ACTION ITEM: Pull every line that includes the word "clicks" out of the data below and copy it.

RAW DATA:
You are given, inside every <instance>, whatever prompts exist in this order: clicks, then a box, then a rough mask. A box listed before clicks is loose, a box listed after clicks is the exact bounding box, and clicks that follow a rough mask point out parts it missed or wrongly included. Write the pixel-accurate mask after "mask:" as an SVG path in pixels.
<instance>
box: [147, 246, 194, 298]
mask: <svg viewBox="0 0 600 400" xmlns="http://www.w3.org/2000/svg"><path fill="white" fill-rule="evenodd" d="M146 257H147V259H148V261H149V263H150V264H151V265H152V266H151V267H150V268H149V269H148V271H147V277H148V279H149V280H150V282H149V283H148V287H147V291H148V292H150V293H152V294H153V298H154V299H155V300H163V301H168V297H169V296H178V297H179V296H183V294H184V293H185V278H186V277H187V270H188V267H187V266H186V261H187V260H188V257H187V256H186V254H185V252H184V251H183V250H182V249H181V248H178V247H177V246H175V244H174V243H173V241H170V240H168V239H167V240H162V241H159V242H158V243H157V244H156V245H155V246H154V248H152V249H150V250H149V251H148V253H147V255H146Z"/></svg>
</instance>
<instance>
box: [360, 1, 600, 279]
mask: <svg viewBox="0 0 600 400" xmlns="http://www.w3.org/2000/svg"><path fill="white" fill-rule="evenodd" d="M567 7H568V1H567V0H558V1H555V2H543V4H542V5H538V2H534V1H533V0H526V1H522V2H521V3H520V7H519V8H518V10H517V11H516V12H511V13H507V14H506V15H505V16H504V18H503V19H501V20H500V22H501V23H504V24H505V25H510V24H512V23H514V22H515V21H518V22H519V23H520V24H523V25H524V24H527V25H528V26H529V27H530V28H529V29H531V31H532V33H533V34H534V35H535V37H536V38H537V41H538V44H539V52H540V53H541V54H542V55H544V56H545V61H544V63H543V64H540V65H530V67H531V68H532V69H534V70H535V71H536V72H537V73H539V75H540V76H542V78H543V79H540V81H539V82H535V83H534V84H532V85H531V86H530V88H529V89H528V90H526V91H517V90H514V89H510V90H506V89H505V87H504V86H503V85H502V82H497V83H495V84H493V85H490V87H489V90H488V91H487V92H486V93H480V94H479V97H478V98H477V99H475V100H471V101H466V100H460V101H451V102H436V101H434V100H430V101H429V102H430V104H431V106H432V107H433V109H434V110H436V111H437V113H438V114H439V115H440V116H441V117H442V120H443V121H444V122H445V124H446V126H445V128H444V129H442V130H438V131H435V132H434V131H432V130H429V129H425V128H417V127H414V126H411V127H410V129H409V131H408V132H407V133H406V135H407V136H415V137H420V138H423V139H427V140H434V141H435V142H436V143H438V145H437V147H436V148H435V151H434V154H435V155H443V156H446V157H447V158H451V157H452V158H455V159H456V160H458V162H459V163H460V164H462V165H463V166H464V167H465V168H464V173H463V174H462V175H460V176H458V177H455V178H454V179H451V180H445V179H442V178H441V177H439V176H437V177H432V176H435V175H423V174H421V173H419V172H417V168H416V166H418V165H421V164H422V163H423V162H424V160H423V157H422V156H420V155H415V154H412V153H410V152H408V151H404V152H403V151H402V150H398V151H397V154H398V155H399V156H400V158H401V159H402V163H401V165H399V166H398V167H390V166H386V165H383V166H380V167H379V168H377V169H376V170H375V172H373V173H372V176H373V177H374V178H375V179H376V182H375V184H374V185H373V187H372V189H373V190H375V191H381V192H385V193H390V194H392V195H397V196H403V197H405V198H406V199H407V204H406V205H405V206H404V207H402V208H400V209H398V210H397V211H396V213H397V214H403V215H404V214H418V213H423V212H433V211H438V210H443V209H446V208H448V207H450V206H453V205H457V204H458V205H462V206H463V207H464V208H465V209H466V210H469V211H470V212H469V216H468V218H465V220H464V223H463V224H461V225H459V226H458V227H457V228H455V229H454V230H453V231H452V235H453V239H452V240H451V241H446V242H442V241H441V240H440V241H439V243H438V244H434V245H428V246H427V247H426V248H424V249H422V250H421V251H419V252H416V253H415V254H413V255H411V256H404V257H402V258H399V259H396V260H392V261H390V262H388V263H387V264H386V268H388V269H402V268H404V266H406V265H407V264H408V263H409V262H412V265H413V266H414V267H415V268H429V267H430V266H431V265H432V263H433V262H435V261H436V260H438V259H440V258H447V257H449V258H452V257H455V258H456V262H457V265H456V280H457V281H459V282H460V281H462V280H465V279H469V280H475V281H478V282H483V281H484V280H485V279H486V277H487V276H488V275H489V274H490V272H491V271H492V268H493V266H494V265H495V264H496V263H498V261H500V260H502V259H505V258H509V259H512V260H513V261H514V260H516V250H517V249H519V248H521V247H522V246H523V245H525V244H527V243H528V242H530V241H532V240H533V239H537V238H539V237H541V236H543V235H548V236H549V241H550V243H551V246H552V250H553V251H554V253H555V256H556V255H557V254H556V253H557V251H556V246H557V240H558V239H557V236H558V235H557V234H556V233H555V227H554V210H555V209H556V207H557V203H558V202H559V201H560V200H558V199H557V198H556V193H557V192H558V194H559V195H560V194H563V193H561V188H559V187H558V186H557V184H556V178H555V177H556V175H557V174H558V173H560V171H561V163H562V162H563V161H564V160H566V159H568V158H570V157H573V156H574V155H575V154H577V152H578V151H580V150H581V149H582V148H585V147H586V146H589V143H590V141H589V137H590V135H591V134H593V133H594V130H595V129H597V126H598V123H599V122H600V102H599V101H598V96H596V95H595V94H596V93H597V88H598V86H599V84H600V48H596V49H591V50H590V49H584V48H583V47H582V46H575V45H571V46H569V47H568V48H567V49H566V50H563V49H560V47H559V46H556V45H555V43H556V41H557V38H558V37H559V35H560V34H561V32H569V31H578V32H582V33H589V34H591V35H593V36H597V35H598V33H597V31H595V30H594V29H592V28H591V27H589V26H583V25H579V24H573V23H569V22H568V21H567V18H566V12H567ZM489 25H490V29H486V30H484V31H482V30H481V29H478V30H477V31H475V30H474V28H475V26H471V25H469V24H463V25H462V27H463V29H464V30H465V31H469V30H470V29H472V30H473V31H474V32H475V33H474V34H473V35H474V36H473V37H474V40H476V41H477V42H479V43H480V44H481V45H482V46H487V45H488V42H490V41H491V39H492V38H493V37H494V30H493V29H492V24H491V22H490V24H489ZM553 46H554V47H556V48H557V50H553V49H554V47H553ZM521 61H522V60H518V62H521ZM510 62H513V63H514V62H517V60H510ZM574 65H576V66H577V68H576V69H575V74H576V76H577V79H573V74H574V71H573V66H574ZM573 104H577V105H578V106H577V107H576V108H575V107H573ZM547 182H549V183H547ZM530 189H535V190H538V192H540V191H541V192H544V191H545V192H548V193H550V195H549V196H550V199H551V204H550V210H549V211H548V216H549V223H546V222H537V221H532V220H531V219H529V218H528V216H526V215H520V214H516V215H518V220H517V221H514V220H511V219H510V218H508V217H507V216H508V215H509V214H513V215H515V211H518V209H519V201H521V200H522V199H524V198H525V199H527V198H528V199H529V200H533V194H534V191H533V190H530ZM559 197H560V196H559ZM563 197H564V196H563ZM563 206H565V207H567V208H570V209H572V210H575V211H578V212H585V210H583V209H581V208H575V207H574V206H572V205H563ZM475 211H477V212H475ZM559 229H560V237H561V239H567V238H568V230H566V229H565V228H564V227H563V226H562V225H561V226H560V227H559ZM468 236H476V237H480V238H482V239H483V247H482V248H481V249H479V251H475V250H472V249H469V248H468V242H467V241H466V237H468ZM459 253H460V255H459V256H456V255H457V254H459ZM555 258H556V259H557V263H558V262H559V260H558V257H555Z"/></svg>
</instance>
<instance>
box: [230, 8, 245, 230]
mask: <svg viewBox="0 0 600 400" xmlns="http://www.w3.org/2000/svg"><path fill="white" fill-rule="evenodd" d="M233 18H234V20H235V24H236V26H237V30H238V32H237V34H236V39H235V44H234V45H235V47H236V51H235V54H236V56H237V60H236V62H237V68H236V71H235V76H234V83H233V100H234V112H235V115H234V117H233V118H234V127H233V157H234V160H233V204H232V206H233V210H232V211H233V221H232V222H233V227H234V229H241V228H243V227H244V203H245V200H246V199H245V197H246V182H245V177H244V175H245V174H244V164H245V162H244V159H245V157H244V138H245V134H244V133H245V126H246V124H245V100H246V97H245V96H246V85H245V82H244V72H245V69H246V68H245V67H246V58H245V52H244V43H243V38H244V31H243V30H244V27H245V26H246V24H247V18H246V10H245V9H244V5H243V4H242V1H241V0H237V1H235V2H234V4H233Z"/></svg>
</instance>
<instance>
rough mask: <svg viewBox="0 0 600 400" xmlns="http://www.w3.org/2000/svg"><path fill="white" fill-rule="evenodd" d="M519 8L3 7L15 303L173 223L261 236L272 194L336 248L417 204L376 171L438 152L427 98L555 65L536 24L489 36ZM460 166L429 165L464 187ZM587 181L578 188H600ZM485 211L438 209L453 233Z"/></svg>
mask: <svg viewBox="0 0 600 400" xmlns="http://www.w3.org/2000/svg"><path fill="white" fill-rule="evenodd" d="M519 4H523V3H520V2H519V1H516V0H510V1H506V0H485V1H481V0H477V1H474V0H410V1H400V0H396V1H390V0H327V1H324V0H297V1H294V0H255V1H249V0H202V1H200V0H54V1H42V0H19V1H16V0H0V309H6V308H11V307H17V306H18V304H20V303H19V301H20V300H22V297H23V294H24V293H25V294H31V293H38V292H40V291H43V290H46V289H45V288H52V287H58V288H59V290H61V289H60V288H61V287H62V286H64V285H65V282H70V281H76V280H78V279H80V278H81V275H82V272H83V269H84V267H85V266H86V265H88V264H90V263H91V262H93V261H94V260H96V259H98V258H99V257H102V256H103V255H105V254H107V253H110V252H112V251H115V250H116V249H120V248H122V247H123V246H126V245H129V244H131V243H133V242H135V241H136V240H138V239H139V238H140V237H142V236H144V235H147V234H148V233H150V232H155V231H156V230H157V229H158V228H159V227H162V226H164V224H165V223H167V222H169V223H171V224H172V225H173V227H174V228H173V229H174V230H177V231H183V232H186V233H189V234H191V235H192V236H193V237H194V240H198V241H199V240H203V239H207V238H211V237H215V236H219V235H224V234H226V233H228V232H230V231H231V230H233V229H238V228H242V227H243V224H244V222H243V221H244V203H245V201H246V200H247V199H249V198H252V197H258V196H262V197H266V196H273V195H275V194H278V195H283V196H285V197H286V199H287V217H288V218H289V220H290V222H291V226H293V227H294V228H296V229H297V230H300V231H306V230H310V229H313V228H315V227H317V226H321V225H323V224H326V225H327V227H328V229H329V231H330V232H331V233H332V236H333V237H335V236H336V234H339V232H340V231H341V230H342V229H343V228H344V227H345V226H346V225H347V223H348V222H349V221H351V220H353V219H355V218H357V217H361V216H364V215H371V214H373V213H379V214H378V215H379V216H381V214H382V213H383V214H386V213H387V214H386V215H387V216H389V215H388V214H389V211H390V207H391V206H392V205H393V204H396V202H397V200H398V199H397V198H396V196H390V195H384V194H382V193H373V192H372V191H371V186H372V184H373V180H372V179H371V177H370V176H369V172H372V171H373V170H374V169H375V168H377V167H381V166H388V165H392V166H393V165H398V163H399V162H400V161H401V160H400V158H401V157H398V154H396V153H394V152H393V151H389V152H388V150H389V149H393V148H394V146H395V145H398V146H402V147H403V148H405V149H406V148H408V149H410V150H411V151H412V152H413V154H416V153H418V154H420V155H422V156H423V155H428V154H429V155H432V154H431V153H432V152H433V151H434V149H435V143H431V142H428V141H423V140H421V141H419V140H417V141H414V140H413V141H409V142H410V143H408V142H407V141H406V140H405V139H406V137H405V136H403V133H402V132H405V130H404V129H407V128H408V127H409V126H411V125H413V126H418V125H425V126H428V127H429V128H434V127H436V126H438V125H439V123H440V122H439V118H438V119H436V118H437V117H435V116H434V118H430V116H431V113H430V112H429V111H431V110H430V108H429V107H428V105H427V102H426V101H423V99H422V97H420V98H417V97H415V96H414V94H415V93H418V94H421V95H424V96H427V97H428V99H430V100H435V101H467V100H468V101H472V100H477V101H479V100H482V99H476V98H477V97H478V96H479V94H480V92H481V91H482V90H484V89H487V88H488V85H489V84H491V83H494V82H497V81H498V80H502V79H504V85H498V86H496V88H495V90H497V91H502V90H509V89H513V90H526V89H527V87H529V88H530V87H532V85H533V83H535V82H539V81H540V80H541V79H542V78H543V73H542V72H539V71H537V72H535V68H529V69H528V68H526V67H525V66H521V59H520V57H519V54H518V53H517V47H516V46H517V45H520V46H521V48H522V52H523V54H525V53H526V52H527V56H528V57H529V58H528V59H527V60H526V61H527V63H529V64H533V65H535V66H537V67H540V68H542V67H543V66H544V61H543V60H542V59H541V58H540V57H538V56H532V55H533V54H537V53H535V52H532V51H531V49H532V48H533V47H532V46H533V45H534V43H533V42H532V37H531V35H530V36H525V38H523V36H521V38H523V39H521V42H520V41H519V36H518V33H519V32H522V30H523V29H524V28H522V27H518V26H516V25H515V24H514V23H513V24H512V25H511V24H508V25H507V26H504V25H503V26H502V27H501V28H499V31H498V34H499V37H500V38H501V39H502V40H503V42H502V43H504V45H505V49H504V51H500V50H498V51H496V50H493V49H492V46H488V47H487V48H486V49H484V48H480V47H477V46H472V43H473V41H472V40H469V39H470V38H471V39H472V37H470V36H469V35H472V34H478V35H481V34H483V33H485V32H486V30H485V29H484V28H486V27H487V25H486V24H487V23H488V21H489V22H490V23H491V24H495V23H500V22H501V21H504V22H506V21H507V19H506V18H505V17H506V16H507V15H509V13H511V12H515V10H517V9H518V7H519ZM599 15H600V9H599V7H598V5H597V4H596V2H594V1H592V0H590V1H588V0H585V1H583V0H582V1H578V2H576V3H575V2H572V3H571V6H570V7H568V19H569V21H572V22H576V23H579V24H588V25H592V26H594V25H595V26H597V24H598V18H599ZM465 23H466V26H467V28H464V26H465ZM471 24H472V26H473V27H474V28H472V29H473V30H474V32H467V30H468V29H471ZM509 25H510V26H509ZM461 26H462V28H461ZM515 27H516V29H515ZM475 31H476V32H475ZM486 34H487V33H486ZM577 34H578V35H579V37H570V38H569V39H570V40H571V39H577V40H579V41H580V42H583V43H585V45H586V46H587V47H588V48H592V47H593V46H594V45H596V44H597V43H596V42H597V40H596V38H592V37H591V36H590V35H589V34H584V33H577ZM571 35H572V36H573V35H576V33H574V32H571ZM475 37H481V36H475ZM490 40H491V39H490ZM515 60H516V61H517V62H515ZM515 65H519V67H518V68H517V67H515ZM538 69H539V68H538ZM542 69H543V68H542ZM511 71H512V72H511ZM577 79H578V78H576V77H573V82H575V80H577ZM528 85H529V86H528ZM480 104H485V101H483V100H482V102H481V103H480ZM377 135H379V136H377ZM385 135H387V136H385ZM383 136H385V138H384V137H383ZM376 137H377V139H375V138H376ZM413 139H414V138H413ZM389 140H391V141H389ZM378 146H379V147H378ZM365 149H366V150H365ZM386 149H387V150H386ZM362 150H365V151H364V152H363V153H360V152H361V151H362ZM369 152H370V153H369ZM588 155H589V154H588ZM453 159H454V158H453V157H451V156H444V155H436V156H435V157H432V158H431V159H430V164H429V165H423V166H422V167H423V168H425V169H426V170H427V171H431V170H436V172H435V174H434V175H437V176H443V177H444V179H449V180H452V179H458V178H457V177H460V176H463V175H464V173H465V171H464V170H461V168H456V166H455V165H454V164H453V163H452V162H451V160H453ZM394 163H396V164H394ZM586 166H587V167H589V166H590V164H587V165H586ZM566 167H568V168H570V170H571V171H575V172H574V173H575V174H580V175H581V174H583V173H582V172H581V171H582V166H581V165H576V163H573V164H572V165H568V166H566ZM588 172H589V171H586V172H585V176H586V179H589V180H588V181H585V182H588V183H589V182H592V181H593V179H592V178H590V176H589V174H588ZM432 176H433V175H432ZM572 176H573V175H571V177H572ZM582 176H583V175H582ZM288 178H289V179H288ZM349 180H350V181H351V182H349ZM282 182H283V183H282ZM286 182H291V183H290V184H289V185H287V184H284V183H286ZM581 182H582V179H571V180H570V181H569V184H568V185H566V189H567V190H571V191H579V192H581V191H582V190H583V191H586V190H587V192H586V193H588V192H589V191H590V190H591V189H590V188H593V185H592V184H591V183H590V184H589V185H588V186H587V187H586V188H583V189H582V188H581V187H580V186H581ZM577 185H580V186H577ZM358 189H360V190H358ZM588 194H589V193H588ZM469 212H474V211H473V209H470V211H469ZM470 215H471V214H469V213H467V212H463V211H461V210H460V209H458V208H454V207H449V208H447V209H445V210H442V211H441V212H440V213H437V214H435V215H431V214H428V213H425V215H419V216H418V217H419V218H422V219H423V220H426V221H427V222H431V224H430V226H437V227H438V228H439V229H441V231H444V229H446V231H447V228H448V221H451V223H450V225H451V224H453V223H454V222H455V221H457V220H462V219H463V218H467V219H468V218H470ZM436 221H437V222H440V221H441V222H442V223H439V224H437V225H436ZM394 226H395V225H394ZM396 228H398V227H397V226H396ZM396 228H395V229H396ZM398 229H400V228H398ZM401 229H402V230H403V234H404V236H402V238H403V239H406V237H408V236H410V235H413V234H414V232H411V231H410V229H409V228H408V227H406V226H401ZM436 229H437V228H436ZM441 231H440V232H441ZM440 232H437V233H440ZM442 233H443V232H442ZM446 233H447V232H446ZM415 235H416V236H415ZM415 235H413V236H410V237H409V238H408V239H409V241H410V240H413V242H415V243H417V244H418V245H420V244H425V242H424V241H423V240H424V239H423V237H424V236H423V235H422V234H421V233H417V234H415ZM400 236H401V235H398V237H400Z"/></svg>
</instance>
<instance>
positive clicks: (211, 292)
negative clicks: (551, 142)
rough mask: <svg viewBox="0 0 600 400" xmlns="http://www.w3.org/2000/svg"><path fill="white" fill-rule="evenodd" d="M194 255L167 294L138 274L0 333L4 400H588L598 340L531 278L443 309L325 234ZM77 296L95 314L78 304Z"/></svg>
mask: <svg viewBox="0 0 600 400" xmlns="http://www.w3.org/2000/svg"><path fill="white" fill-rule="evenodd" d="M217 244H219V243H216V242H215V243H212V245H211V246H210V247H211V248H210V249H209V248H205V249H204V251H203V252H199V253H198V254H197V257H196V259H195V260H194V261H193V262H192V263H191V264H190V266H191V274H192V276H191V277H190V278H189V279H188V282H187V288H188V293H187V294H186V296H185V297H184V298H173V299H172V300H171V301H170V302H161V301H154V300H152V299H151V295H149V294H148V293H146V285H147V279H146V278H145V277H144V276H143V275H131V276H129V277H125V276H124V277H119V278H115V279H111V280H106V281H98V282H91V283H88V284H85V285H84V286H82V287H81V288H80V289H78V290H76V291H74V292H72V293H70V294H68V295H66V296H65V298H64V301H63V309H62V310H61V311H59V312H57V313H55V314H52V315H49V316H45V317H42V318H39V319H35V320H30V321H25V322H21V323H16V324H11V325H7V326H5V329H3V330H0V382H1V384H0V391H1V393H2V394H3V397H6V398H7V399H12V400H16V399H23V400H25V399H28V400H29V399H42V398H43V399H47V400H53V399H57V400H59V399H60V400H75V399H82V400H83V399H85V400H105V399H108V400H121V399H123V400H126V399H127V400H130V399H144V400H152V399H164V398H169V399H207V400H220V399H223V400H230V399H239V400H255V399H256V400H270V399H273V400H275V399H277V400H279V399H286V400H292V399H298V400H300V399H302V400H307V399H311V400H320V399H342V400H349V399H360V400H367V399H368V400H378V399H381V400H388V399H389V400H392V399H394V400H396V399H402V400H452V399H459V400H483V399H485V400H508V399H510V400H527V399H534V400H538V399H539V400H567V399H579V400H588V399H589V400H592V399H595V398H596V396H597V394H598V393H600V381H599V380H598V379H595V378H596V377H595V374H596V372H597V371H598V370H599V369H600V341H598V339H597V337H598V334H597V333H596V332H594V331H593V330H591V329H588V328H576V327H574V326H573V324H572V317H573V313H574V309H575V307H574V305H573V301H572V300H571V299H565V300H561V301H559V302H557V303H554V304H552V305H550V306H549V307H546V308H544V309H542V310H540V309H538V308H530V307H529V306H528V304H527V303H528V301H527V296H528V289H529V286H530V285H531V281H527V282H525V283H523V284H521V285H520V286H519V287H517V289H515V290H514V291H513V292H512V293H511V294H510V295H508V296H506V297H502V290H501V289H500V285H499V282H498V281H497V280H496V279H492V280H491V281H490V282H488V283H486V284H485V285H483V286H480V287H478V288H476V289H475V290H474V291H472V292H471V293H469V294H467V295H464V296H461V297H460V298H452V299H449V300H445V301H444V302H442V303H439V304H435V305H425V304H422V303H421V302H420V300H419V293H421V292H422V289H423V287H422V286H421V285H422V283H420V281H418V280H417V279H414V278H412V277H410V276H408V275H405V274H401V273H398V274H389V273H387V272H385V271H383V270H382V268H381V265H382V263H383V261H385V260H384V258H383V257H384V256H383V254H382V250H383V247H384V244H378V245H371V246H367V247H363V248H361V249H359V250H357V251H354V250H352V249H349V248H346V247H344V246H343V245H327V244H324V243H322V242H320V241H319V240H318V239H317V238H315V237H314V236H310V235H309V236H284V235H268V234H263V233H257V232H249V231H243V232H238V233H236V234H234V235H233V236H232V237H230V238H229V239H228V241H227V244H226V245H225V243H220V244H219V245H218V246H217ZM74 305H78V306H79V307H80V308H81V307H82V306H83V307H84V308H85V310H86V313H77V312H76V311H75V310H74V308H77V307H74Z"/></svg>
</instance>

SOLUTION FOR THIS PROBLEM:
You are given, inside every <instance>, whatever prompts exist in this order: clicks, then a box, then a rough mask. A box listed before clicks is loose, a box listed after clicks is the exact bounding box, and clicks that follow a rough mask point out parts it missed or wrongly included. Write the pixel-accurate mask after "mask:" as an SVG path in pixels.
positive clicks: (211, 292)
negative clicks: (551, 142)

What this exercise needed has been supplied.